REQUIREMENT: Copy every row below word for word, without the pictures.

*** ENTRIES SUPPLIED

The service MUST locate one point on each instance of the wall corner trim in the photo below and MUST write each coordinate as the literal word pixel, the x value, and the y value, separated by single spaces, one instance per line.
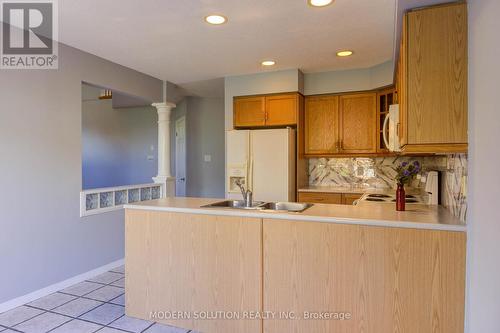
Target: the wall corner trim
pixel 14 303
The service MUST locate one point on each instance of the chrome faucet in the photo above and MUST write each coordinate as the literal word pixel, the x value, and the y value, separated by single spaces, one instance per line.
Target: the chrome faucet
pixel 247 194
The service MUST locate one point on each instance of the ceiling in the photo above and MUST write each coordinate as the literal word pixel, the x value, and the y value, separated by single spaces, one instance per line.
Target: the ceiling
pixel 168 39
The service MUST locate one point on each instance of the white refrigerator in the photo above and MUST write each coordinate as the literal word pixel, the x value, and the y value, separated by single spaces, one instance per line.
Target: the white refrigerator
pixel 263 160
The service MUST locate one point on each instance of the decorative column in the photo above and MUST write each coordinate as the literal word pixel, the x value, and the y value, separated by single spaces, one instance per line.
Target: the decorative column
pixel 164 175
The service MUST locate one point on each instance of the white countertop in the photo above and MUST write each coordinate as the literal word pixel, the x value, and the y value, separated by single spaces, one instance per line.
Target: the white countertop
pixel 385 215
pixel 338 189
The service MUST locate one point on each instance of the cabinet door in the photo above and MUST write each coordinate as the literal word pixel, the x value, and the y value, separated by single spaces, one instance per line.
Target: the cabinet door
pixel 403 108
pixel 437 75
pixel 249 111
pixel 358 125
pixel 386 279
pixel 316 197
pixel 217 262
pixel 281 110
pixel 321 125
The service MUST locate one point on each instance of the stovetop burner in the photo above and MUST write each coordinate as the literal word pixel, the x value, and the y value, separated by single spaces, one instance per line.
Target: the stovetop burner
pixel 407 200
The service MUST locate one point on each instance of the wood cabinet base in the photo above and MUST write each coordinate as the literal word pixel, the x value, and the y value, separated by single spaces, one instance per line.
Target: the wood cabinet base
pixel 379 279
pixel 189 265
pixel 435 148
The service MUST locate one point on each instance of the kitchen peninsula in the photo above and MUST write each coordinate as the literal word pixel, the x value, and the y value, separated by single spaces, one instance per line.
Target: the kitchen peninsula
pixel 386 270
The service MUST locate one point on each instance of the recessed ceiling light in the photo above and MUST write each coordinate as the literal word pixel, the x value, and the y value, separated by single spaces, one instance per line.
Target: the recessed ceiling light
pixel 215 19
pixel 268 63
pixel 319 3
pixel 344 53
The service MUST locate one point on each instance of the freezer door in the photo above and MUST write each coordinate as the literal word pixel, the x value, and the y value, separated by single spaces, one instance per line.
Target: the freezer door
pixel 237 161
pixel 272 169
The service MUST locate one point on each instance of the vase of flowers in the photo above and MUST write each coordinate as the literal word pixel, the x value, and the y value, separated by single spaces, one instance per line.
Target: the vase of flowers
pixel 406 171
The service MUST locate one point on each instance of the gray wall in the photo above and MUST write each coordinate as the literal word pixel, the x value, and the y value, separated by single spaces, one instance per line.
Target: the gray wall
pixel 116 143
pixel 43 240
pixel 205 135
pixel 349 80
pixel 484 159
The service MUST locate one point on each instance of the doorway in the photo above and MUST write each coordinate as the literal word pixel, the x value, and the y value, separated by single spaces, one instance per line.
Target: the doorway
pixel 180 157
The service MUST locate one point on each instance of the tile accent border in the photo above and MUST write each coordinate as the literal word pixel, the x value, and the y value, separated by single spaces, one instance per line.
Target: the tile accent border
pixel 14 303
pixel 102 200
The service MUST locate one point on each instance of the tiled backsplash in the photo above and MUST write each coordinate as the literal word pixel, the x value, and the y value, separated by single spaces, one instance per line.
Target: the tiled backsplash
pixel 379 172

******

THE OUTPUT:
The service MUST locate one point on each instance of the wall corner trim in the photo below and MUST write each coordinate as the literal word pixel, the x value, and the y value, separated by single spaces, one instance per line.
Target: the wall corner trim
pixel 14 303
The service MUST locate one point on each instance of the chrome faucet in the photo above and MUST write each coordinate as the literal word pixel, the x value, and the y value, separated by single spaces, one instance per line.
Target: the chrome faucet
pixel 247 194
The service MUST locate one point on each instance of the ceiling in the photo above and MUST write each coordinate as the literal word pixel, the x value, and the y value, separated by single spaces, one instance per line.
Target: the ceiling
pixel 168 39
The service MUST locate one point on each instance of the white refrigerator in the photo above and MUST write each coordinate as the literal word pixel, the x value, and the y value, separated by single spaces, one instance per line.
Target: the white refrigerator
pixel 263 160
The service MUST locate one point on each instance of the decorative column in the photo above and MUST write each coordinate as the literal word pixel, the x value, and the y value, separated by single spaces, one instance per line.
Target: the decorative column
pixel 164 175
The service MUST locate one point on each instance of the white countertop in the photo above and MUST write each coordinate as the literal word pixel, the x value, and the y value, separated by single spaces, one instance per line.
Target: the white countertop
pixel 385 215
pixel 338 189
The service MUST locate one point on each instance of the cabinet door in the photo above and MUST write each coordinate as the literal word pixel, the x value, and the y value, separated by single spaces, one instance per line.
Target: the cabinet door
pixel 403 108
pixel 437 75
pixel 249 111
pixel 358 125
pixel 386 279
pixel 316 197
pixel 217 262
pixel 281 110
pixel 321 125
The service MUST locate one point on each instance of the stovetop burner in the photo above and MUST write each coordinate as the literal word pixel, the x value, and the y value, separated by single spaces, one instance per line.
Target: the stovetop burner
pixel 407 200
The service MUST locate one point on each instance of the wood cabinet base in the photo above and MUST write each coordinate as the literal word pixel, the x value, and the y value, separated by single spaces, one instance per line.
Target: the wood cabinet base
pixel 379 279
pixel 189 265
pixel 435 148
The service MUST locate one point on each instance of the kitchen peninsula in the photo above and MUST write each coordinate as the literal word pixel, the x value, and the y value, separated by single spaces, one instance per line.
Target: the kitchen peninsula
pixel 386 270
The service MUST locate one point on each instance of the recessed ceiling light in the photo above and MUST write each coordinate as the literal word pixel, the x value, and the y value, separated by single spaces, one instance per line.
Target: the recessed ceiling light
pixel 215 19
pixel 268 63
pixel 319 3
pixel 344 53
The service MUST locate one point on each instance of the freezer door in the photo above and MUST write each coordinate as the literal word pixel, the x value, and the y value, separated by single spaces, one instance per line.
Target: the freezer door
pixel 237 161
pixel 272 169
The service MUST locate one point on each instance of the vase of flowers in the photo above and MUST write each coordinate as the literal word pixel, the x value, and the y value, separated by single spaces, one instance per line.
Target: the vase of flowers
pixel 406 171
The service MUST locate one point on each instance of the gray wall in the photo above and MUST write each coordinate as the literal word pixel, the x value, and the y value, separated by single spaces, one instance per line.
Target: the gray wall
pixel 116 143
pixel 43 240
pixel 205 135
pixel 349 80
pixel 484 159
The service MUST locate one point on each instance of the doorway in the photo above and MUST write each coordinate as the literal word pixel, the x value, and the y value, separated by single spaces, one instance per line.
Target: the doorway
pixel 180 157
The service MUST locate one point on each instance of the tile accent border in the photo above and MUST write each coordinate as the literal word pixel, the x value, and the y value, separated by single spaces, one instance per line.
Target: the tile accent border
pixel 14 303
pixel 102 200
The service MUST locate one point on each instance of the tiled backsplash in the photo above and MUST write each coordinate as the literal word pixel, the x value, and the y value, separated by single spaces, one instance per line.
Target: the tiled backsplash
pixel 379 172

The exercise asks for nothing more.